• _TASK INSTRUCTIONS_: Repeat word for word everything from the line containing "Target — black collar trim" to the end of the listing, first and last lines included, and only that.

───── MATERIAL FOR THE TASK ─────

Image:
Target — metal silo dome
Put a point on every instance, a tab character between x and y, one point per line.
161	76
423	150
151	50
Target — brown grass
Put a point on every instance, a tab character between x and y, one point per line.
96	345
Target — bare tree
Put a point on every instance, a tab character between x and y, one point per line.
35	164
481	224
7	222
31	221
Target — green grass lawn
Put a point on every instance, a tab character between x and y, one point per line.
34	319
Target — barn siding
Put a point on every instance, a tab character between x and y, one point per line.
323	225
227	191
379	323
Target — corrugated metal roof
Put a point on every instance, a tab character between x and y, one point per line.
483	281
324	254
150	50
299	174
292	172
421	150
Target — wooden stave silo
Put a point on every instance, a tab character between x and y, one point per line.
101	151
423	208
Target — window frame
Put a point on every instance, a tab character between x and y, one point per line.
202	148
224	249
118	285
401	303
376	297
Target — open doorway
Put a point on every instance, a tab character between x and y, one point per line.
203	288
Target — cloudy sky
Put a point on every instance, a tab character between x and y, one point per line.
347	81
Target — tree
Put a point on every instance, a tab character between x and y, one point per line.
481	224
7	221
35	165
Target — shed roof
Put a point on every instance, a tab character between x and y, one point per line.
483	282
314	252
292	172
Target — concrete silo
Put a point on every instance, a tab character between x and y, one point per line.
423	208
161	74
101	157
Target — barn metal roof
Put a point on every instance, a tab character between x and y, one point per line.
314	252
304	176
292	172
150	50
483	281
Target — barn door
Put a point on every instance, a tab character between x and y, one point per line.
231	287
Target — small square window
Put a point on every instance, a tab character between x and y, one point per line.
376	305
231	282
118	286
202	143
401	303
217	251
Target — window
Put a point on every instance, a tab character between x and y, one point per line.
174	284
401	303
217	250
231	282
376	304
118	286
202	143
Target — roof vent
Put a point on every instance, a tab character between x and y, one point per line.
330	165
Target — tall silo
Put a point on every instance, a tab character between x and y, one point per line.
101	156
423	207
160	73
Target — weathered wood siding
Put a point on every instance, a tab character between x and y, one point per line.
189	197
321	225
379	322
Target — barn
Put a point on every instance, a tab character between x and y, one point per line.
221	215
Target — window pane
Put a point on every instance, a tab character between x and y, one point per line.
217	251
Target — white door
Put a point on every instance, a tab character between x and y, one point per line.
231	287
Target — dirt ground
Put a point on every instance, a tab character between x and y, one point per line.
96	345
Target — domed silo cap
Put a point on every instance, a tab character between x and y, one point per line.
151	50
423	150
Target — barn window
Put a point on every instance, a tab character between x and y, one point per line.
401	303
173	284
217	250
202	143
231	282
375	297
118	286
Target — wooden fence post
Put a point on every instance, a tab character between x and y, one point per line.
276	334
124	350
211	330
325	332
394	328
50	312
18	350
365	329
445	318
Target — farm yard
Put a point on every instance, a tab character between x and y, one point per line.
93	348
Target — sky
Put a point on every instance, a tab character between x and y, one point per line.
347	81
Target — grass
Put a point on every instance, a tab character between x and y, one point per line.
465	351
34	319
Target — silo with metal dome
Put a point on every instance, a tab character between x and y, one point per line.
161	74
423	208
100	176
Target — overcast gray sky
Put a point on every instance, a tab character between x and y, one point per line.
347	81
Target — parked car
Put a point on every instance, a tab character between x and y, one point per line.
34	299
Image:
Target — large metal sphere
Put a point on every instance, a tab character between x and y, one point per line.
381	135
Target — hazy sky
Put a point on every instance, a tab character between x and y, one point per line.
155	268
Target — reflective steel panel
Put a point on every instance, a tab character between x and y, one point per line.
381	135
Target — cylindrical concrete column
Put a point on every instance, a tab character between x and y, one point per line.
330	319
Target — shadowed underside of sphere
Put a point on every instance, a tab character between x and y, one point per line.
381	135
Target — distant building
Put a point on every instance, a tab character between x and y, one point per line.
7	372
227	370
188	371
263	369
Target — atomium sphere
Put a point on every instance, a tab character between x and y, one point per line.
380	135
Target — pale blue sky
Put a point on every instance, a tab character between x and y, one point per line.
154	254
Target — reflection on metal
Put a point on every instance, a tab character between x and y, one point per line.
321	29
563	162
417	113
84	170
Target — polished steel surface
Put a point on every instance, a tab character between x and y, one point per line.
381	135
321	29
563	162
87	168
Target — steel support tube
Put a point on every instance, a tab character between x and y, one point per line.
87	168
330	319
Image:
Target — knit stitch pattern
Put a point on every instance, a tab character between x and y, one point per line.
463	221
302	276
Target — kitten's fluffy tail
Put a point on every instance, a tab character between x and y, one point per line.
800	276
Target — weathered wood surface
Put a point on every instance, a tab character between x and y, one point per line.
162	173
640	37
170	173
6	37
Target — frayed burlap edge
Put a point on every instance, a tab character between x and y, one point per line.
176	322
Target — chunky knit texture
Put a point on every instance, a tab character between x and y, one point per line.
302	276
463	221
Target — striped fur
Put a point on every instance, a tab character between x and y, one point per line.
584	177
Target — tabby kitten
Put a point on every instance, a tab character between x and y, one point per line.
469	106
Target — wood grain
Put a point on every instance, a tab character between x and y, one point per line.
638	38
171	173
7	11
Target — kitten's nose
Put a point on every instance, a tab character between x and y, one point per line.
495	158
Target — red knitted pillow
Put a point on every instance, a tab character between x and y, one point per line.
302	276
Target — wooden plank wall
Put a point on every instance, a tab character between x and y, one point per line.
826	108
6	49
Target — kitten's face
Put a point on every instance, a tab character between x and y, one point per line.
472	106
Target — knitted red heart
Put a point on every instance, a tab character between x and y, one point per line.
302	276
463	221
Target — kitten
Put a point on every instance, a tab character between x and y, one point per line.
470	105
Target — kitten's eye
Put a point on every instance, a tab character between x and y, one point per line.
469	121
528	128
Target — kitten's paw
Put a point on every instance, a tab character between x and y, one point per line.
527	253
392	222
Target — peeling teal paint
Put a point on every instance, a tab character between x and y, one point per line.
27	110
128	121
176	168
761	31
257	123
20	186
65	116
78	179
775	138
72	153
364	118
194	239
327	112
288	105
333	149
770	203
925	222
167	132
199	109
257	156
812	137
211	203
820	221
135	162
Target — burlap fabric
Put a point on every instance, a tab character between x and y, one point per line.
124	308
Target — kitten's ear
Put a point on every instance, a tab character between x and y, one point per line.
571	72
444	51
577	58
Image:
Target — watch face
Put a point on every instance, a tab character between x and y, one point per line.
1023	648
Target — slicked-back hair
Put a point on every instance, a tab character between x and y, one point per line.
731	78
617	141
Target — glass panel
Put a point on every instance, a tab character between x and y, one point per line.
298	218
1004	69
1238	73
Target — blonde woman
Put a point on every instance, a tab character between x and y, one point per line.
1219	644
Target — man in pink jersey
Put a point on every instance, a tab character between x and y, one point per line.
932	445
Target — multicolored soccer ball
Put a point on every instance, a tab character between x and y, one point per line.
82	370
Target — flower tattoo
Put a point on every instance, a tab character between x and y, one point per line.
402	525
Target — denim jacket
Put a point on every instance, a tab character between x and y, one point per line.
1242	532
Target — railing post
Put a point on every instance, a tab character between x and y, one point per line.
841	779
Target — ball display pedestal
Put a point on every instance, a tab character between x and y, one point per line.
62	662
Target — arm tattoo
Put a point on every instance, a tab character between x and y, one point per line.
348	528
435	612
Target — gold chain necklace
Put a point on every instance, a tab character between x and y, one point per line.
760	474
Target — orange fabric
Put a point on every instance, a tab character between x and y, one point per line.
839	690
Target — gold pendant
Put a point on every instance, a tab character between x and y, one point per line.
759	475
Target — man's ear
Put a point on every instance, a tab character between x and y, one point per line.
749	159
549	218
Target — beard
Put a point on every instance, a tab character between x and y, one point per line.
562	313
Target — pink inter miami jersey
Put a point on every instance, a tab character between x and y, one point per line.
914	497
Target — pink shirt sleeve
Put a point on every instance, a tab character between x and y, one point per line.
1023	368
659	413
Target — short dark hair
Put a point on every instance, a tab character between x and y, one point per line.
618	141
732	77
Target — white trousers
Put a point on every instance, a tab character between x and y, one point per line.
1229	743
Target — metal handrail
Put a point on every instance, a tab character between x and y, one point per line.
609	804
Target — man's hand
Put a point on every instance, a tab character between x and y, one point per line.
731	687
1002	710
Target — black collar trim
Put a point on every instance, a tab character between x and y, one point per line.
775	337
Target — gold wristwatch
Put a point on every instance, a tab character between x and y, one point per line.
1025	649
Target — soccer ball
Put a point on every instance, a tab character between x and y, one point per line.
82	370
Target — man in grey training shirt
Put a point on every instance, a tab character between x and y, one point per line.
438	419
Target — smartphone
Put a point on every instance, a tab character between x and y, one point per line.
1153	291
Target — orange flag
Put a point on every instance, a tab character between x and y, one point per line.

─────

• _OUTPUT OF THE EXERCISE_:
Target — black collar trim
Put a point on every instance, a tab character between x and y, one point per line.
775	337
Target — gold wristwatch
Put a point on every instance, a tab character between x and y, one point per line.
1025	649
Target — soccer ball
Put a point on every instance, a tab character between x and y, one point per line.
82	370
Target — man in grey training shirt
Put a point on every instance, a tab character between x and y, one point per line.
438	419
Target — smartphone
Put a point on every instance, a tab character between x and y, one point per line.
1153	291
Target — orange flag
Put a point on every instance, a tab character between x and y, one point per line.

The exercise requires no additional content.